**Set problem**
Restate the full listing word for word and leave the pictures out.

━━━

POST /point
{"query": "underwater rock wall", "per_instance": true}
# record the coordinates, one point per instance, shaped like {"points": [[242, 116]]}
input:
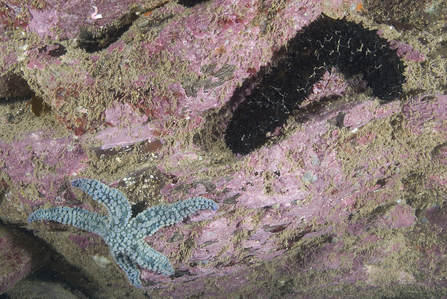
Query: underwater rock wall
{"points": [[351, 191]]}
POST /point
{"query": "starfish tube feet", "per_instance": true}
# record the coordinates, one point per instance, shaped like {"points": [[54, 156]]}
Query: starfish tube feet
{"points": [[124, 235]]}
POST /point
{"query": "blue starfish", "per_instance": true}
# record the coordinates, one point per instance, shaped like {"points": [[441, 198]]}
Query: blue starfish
{"points": [[124, 234]]}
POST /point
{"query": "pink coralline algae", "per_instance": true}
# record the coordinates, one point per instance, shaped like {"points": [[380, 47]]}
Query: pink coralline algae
{"points": [[347, 200]]}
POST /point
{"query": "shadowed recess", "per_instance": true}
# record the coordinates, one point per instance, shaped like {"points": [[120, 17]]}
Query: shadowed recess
{"points": [[324, 44]]}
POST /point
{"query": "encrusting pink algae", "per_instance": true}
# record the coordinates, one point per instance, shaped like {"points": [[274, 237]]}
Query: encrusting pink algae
{"points": [[346, 198]]}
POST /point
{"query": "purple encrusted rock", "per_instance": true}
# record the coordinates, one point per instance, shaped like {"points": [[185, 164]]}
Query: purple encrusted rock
{"points": [[348, 199]]}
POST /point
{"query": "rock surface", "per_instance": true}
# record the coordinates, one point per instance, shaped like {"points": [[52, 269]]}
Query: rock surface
{"points": [[349, 200]]}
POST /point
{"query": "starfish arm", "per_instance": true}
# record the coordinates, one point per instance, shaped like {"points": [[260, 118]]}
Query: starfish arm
{"points": [[77, 217], [148, 258], [129, 267], [151, 220], [114, 200]]}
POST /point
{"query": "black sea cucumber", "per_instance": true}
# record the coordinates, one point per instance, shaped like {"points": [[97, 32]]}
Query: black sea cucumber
{"points": [[325, 43]]}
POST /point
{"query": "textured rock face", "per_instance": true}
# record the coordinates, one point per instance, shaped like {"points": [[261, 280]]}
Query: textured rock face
{"points": [[349, 197]]}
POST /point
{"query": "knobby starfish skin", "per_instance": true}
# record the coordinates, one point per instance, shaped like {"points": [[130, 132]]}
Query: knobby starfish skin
{"points": [[124, 234]]}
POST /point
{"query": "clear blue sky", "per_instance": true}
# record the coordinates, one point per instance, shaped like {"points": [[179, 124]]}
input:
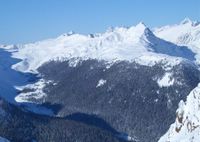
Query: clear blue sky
{"points": [[23, 21]]}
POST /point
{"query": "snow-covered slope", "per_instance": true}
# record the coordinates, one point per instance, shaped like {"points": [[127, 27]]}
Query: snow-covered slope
{"points": [[187, 125], [134, 43], [185, 33]]}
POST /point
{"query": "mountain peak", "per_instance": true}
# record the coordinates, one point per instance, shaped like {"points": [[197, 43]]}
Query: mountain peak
{"points": [[189, 21], [141, 25], [186, 21]]}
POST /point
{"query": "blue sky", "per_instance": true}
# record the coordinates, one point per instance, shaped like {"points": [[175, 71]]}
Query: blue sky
{"points": [[23, 21]]}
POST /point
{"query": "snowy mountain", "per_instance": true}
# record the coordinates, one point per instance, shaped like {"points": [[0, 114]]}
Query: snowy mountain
{"points": [[128, 83], [186, 128], [134, 43], [186, 33]]}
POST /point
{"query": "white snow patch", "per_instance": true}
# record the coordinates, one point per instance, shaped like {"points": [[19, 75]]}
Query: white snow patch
{"points": [[187, 125], [166, 81], [131, 44], [101, 83], [36, 93], [187, 34]]}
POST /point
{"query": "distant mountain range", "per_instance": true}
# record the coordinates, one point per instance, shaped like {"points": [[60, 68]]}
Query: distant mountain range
{"points": [[127, 84]]}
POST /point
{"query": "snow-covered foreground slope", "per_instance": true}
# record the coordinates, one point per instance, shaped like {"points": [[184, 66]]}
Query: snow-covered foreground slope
{"points": [[186, 33], [187, 125], [134, 43]]}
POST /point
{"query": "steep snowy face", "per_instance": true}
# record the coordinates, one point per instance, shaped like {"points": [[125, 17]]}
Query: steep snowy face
{"points": [[186, 33], [134, 43], [187, 125]]}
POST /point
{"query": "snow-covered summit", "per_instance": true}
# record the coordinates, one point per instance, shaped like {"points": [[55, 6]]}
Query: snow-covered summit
{"points": [[186, 33], [133, 43]]}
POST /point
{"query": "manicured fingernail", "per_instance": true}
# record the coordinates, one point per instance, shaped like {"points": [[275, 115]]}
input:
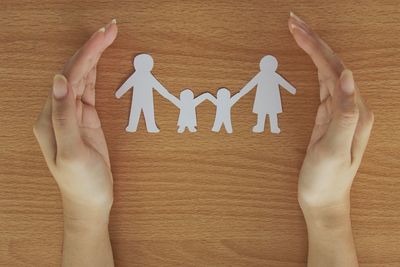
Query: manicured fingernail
{"points": [[347, 82], [59, 86], [296, 17], [296, 27]]}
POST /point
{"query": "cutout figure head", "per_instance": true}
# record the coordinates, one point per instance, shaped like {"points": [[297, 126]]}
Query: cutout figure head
{"points": [[223, 93], [268, 64], [187, 95], [143, 62]]}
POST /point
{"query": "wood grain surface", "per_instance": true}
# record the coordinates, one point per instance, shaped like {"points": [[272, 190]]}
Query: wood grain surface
{"points": [[201, 199]]}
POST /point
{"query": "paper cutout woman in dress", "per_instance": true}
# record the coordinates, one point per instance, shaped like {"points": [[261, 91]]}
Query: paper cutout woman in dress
{"points": [[142, 82], [224, 103], [187, 105], [268, 99]]}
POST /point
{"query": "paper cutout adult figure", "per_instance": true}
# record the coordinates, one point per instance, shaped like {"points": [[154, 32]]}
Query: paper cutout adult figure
{"points": [[224, 103], [143, 82], [268, 98], [187, 105]]}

━━━

**Answer for this exercise**
POST /point
{"query": "underwater rock wall", "per_instance": true}
# record the coordinates, one point per instance, shaped like {"points": [[242, 116]]}
input:
Query: underwater rock wall
{"points": [[351, 191]]}
POST /point
{"query": "starfish tube feet", "per_instance": true}
# record the coordinates, one point per instance, shaped like {"points": [[54, 156]]}
Query: starfish tube feet
{"points": [[124, 235]]}
POST /point
{"query": "blue starfish", "per_instance": true}
# record the coordinates, one point per instance, shaped like {"points": [[441, 198]]}
Query: blue starfish
{"points": [[124, 234]]}
POST /point
{"query": "pink coralline algae", "per_instance": true}
# record the coordinates, one point per instance, shaped like {"points": [[380, 47]]}
Query: pink coralline algae
{"points": [[347, 200]]}
POST /point
{"query": "shadowed recess", "per_instance": true}
# record the coordinates, one point per instance, shaped like {"points": [[120, 17]]}
Query: shadowed recess
{"points": [[324, 44]]}
POST /point
{"query": "encrusting pink algae", "per_instance": true}
# record the coordinates, one point per instance, shaped like {"points": [[274, 237]]}
Query: encrusting pink algae
{"points": [[346, 198]]}
POST /point
{"query": "purple encrusted rock", "per_instance": true}
# record the coordinates, one point per instance, shaped like {"points": [[185, 164]]}
Query: purple encrusted rock
{"points": [[348, 199]]}
POST /point
{"query": "rock surface", "per_instance": true}
# record the coordinates, one point per instance, shaped like {"points": [[52, 269]]}
Query: rock surface
{"points": [[349, 200]]}
POST /point
{"query": "starfish arm", "per_instance": true}
# record the coordinates, one point per instance, shaped like {"points": [[260, 118]]}
Query: starfish arm
{"points": [[77, 217], [148, 258], [129, 267], [151, 220], [114, 200]]}
POST /point
{"query": "black sea cucumber", "per_instance": true}
# record the coordinates, one point per instance, shaped like {"points": [[97, 32]]}
Query: black sea cucumber
{"points": [[325, 43]]}
POST /point
{"query": "textured rock face", "per_instance": true}
# record the coordinates, one point per instance, shaped like {"points": [[261, 280]]}
Query: textured rock face
{"points": [[349, 197]]}
POST /point
{"query": "knobby starfish skin", "per_instance": true}
# record the coordinates, one point per instance, shaped like {"points": [[130, 132]]}
Query: knobby starfish skin
{"points": [[124, 234]]}
POST /point
{"query": "clear blue sky", "per_instance": true}
# record the coordinates, one point per instance, shaped like {"points": [[179, 124]]}
input:
Query: clear blue sky
{"points": [[23, 21]]}
POST /point
{"query": "snow-covered slope", "per_instance": true}
# record the coordinates, one point per instance, shaped like {"points": [[127, 27]]}
Query: snow-covered slope
{"points": [[187, 125], [134, 43], [185, 33]]}
POST /point
{"query": "mountain peak", "per_instance": true}
# record the coordinates, one point per instance, shaped like {"points": [[197, 43]]}
Query: mountain peak
{"points": [[189, 21], [141, 25], [186, 21]]}
POST /point
{"query": "blue sky", "per_instance": true}
# record the coordinates, one point per instance, shaped like {"points": [[175, 71]]}
Query: blue sky
{"points": [[23, 21]]}
POST /point
{"query": "snowy mountain", "per_instance": true}
# record the coordinates, one point per instance, shaped like {"points": [[0, 114]]}
Query: snowy mountain
{"points": [[128, 83], [186, 128], [134, 43], [186, 33]]}
POST /point
{"query": "white snow patch", "per_instance": true}
# record the coordinates, one point per instance, shaped like {"points": [[19, 75]]}
Query: white snow patch
{"points": [[187, 125], [166, 81], [131, 44], [101, 83], [36, 93], [187, 34]]}
POST /point
{"query": "distant mountain range", "per_instance": true}
# record the coordinates, one point per instance, shaped like {"points": [[60, 68]]}
Query: distant mountain range
{"points": [[127, 84]]}
POST /point
{"query": "snow-covered foreground slope", "per_instance": true}
# record the coordinates, one point per instance, shaped like {"points": [[184, 66]]}
Query: snow-covered foreground slope
{"points": [[186, 33], [187, 125], [134, 43]]}
POST /point
{"query": "steep snowy face", "per_instance": true}
# record the coordinates, one point per instance, shaped like {"points": [[125, 17]]}
Query: steep snowy face
{"points": [[186, 33], [134, 43], [187, 125]]}
POST /point
{"query": "snow-covered summit", "per_instance": true}
# record the coordinates, one point per instance, shaped like {"points": [[55, 6]]}
Query: snow-covered summit
{"points": [[186, 33], [133, 43]]}
POST /point
{"query": "manicured fingernail", "per_instance": true}
# record the coordinates, one point per instance, shaped like {"points": [[275, 115]]}
input:
Query: manicured fingernail
{"points": [[347, 82], [59, 86], [296, 17], [296, 27]]}
POST /point
{"query": "cutout figure head", "per_instance": true}
# record the coordinates, one point per instance, shaped like {"points": [[297, 126]]}
Query: cutout figure head
{"points": [[223, 93], [268, 64], [187, 95], [143, 62]]}
POST /point
{"query": "wood grain surface", "per_instance": true}
# record the coordinates, one point per instance, shaped like {"points": [[272, 190]]}
Query: wood grain surface
{"points": [[201, 199]]}
POST /point
{"query": "paper cutout woman in dress", "per_instance": true}
# record the coordinates, one point per instance, shaped like {"points": [[261, 91]]}
Query: paper cutout woman in dress
{"points": [[142, 82], [224, 103], [187, 105], [268, 99]]}
POST /point
{"query": "paper cutout adult figure", "per_instance": true}
# record the coordinates, one point per instance, shaped like {"points": [[154, 32]]}
Query: paper cutout adult figure
{"points": [[224, 103], [143, 82], [268, 98], [187, 105]]}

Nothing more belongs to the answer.